* _Exercise prompt_: Copy every one of the entries below, line for line, changing nothing.

* _Records supplied_:
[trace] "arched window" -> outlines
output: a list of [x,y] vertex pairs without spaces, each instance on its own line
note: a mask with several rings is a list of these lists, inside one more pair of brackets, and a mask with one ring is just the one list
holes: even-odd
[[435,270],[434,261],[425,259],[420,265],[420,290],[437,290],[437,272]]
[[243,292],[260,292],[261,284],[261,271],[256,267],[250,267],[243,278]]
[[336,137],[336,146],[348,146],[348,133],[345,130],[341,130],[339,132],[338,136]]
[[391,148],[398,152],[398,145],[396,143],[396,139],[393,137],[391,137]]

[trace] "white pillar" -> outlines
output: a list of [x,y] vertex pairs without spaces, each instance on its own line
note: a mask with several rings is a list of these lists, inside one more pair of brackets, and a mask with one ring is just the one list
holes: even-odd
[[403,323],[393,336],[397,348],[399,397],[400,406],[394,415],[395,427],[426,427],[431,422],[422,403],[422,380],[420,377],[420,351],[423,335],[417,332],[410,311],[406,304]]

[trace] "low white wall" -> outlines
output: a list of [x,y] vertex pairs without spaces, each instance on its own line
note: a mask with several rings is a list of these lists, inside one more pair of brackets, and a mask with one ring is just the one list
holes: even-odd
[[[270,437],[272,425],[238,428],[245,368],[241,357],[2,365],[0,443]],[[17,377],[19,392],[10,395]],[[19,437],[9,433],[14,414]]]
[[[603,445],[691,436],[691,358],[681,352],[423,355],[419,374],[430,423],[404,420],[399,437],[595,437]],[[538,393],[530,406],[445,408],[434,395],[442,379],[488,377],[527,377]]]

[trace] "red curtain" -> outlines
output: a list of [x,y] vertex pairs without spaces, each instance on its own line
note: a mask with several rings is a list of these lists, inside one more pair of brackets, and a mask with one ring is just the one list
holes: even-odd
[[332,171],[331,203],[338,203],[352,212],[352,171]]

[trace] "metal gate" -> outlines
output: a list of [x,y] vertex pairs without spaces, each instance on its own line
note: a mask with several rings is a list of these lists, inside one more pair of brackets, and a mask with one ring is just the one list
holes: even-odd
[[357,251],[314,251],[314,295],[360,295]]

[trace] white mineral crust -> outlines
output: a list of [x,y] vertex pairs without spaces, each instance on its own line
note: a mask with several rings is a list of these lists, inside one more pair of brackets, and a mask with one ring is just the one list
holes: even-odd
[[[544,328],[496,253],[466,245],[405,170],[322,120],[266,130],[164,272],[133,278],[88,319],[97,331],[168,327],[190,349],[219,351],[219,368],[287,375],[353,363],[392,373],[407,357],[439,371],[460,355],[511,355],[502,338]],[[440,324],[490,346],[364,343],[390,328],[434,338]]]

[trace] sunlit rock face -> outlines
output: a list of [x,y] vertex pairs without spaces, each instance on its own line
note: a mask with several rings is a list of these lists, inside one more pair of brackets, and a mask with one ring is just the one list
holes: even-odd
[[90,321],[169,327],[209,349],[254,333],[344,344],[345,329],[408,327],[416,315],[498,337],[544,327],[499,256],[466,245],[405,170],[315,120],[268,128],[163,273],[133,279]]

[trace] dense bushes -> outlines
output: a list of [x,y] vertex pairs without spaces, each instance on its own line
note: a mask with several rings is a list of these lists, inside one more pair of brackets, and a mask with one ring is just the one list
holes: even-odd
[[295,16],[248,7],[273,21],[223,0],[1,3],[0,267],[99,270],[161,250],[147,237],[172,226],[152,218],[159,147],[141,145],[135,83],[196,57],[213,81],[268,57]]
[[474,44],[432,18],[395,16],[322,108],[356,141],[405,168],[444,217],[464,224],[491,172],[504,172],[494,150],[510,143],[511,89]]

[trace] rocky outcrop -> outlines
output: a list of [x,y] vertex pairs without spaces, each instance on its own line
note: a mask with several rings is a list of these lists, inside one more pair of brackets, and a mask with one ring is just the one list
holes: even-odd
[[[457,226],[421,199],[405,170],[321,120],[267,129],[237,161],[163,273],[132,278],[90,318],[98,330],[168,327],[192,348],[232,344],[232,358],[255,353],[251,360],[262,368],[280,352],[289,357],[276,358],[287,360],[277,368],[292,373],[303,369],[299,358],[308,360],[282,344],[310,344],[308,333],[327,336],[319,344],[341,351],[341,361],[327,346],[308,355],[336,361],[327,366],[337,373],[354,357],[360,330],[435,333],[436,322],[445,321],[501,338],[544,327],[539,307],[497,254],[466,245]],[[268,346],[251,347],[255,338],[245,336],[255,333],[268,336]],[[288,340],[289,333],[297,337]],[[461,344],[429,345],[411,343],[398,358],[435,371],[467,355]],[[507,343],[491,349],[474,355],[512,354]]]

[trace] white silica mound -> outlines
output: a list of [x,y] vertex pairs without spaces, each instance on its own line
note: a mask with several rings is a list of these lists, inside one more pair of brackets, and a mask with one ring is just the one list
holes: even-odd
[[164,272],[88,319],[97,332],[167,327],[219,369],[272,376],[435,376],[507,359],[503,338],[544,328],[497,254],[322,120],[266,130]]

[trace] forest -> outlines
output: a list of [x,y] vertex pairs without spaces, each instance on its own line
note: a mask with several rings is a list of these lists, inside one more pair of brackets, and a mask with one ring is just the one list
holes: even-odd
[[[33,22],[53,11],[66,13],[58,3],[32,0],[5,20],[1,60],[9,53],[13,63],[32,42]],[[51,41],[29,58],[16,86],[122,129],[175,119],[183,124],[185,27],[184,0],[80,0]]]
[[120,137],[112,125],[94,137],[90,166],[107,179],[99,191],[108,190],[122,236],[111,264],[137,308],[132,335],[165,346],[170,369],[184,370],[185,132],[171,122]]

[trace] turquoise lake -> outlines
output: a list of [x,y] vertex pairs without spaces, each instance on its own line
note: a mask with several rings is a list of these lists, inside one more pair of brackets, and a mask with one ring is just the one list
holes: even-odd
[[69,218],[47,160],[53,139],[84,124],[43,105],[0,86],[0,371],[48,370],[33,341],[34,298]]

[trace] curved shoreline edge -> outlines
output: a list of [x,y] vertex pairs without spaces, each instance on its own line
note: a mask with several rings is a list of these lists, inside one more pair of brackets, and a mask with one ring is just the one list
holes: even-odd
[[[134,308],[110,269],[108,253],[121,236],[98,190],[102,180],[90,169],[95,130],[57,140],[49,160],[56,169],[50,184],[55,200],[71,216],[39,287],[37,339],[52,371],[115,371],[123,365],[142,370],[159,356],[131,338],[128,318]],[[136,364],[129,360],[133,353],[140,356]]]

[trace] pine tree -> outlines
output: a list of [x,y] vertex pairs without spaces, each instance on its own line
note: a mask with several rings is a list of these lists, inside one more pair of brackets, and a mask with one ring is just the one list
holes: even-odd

* _Output_:
[trace] "arched window" -> outlines
output: a list of [x,y] vertex pairs without spaces, each instance on its own line
note: a mask with several rings is a list of these lists, inside one more pair of brackets, and a mask with one ring is just the one list
holes: even-odd
[[435,270],[434,261],[425,259],[420,265],[420,290],[437,290],[437,272]]
[[243,292],[260,292],[261,284],[261,271],[256,267],[250,267],[243,278]]
[[336,137],[336,146],[348,146],[348,133],[345,130],[341,130],[339,132],[338,136]]
[[391,148],[398,152],[398,145],[396,143],[396,139],[393,137],[391,137]]

[trace] "white pillar" -> outlines
output: a list of [x,y] vertex pairs without spaces, each instance on its own line
note: a mask with several rings is a list of these lists, inside one more pair of brackets, and a mask with one ring is just the one list
holes: even-odd
[[403,323],[393,336],[397,348],[399,397],[400,406],[394,415],[395,427],[426,427],[431,422],[422,403],[422,380],[420,377],[420,351],[423,335],[417,332],[410,311],[406,304]]

[trace] "low white wall" -> outlines
output: a list of [x,y] vertex pairs without spaces, each instance on its own line
note: a mask with several rings is a list of these lists, inside one more pair of brackets, and a mask with one ring is just the one list
holes: even-odd
[[[270,437],[272,425],[238,428],[245,368],[241,357],[2,365],[0,443]],[[17,377],[19,392],[10,395]],[[19,437],[9,433],[14,414]]]
[[[603,445],[691,436],[691,358],[681,352],[423,355],[419,374],[430,423],[404,420],[399,437],[595,437]],[[538,393],[530,406],[445,408],[434,395],[442,379],[488,377],[527,377]]]

[trace] "red curtain" -> outlines
output: a list of [x,y] vertex pairs without spaces, each instance on its own line
note: a mask with several rings is a list of these lists, inside one more pair of brackets, and a mask with one ring is just the one list
holes: even-odd
[[332,171],[331,203],[338,203],[352,212],[352,171]]

[trace] "metal gate" -> outlines
output: a list of [x,y] vertex pairs without spaces, each instance on its own line
note: a mask with several rings is a list of these lists, inside one more pair of brackets, and a mask with one ring is just the one list
holes: even-odd
[[357,251],[314,251],[314,295],[360,295]]

[trace] white mineral crust -> outlines
output: a list of [x,y] vertex pairs without spaces, each instance on its own line
note: a mask with several rings is a list of these lists, inside one more pair of brackets, and a mask with one ring is just the one list
holes: even-odd
[[[544,328],[496,253],[466,245],[405,170],[322,120],[266,130],[164,272],[133,278],[88,319],[97,331],[168,327],[190,349],[219,351],[219,368],[287,375],[353,363],[392,373],[407,357],[439,371],[460,355],[511,355],[502,338]],[[440,324],[490,346],[364,343],[390,328],[434,338]]]

[trace] sunlit rock face -> outlines
output: a list of [x,y] vertex pairs without spaces, each instance on its own line
note: a mask with several rings is a list of these lists, inside one more pair of brackets, and a mask with one ring is just the one list
holes: even-odd
[[90,321],[169,327],[209,349],[254,333],[344,344],[345,329],[408,327],[416,315],[498,337],[544,327],[499,256],[466,245],[405,170],[315,120],[268,128],[163,273],[133,279]]

[trace] dense bushes -> outlines
output: a list of [x,y] vertex pairs without spaces, each instance on its own line
note: a mask with several rings is a list of these lists, inside one more pair of brackets, and a mask with one ring is just the one list
holes: even-odd
[[295,16],[248,7],[273,21],[223,0],[1,3],[0,267],[99,270],[161,250],[147,237],[172,226],[152,218],[159,147],[141,145],[135,83],[196,57],[213,81],[268,57]]
[[474,44],[432,18],[395,16],[322,108],[356,141],[405,168],[444,217],[464,224],[491,172],[504,172],[494,150],[510,143],[511,89]]

[trace] rocky outcrop -> outlines
output: a list of [x,y] vertex pairs without spaces, each instance on its own line
note: a mask with several rings is a list of these lists, inside one more pair of brackets, and a mask with one ring is just the one list
holes: even-odd
[[[457,226],[421,199],[405,170],[321,120],[267,129],[237,161],[163,273],[132,278],[90,318],[98,330],[168,327],[192,348],[232,344],[232,358],[255,353],[251,360],[262,368],[280,352],[289,357],[276,358],[287,360],[277,368],[292,373],[303,369],[299,358],[308,360],[282,344],[310,344],[308,333],[327,336],[319,344],[341,351],[341,361],[327,346],[308,355],[336,361],[327,366],[337,373],[354,357],[360,330],[435,333],[436,322],[445,321],[501,338],[544,327],[539,307],[497,254],[466,245]],[[268,346],[251,347],[255,338],[245,336],[255,333],[268,336]],[[288,340],[289,333],[297,337]],[[461,344],[429,345],[411,343],[398,358],[435,371],[467,355]],[[507,343],[491,349],[474,355],[512,354]]]

[trace] white silica mound -> outlines
output: a list of [x,y] vertex pairs without spaces, each instance on its own line
note: a mask with several rings is a list of these lists, inside one more pair of brackets, and a mask with one ring is just the one list
holes: even-odd
[[164,272],[88,319],[97,332],[167,327],[219,369],[272,376],[435,376],[507,359],[503,338],[544,328],[497,254],[322,120],[266,130]]

[trace] forest -> outlines
output: a list of [x,y] vertex pairs without spaces, each instance on its own line
note: a mask with several rings is a list of these lists, inside one more pair of brackets, and a mask with one ring is just the one list
holes: even-odd
[[[33,22],[53,11],[66,13],[58,3],[32,0],[5,20],[1,60],[9,53],[13,63],[32,42]],[[51,41],[29,58],[16,86],[122,129],[175,119],[183,124],[185,27],[184,0],[80,0]]]
[[120,137],[112,125],[94,137],[90,166],[107,179],[99,191],[108,190],[122,236],[111,264],[137,308],[132,335],[165,346],[170,369],[184,370],[185,132],[171,122]]

[trace] turquoise lake -> outlines
output: a list of [x,y] vertex pairs without spaces, each instance on its own line
note: a mask with several rings is a list of these lists, inside one more pair of brackets, and a mask with one ring is just the one list
holes: even-odd
[[69,218],[47,160],[53,139],[84,124],[43,105],[0,86],[0,371],[48,370],[33,341],[34,298]]

[trace] curved shoreline edge -> outlines
output: a list of [x,y] vertex pairs without spaces, each instance on its own line
note: a mask with several rings is a list of these lists, inside one more pair of brackets, and a mask with one ring is just the one list
holes: even-odd
[[[134,308],[110,269],[108,253],[121,236],[98,190],[102,180],[90,169],[95,130],[57,140],[49,160],[56,169],[50,184],[55,200],[71,216],[39,287],[37,339],[52,371],[115,371],[123,365],[142,370],[159,356],[131,338],[128,318]],[[136,364],[129,360],[133,353],[140,356]]]

[trace] pine tree -> outlines
output: a list of [x,y] vertex pairs without spaces, each instance on its own line
note: a mask with several rings is a list of these lists, inside one more pair of brackets, and a mask with one ring is just the one list
holes: even-odd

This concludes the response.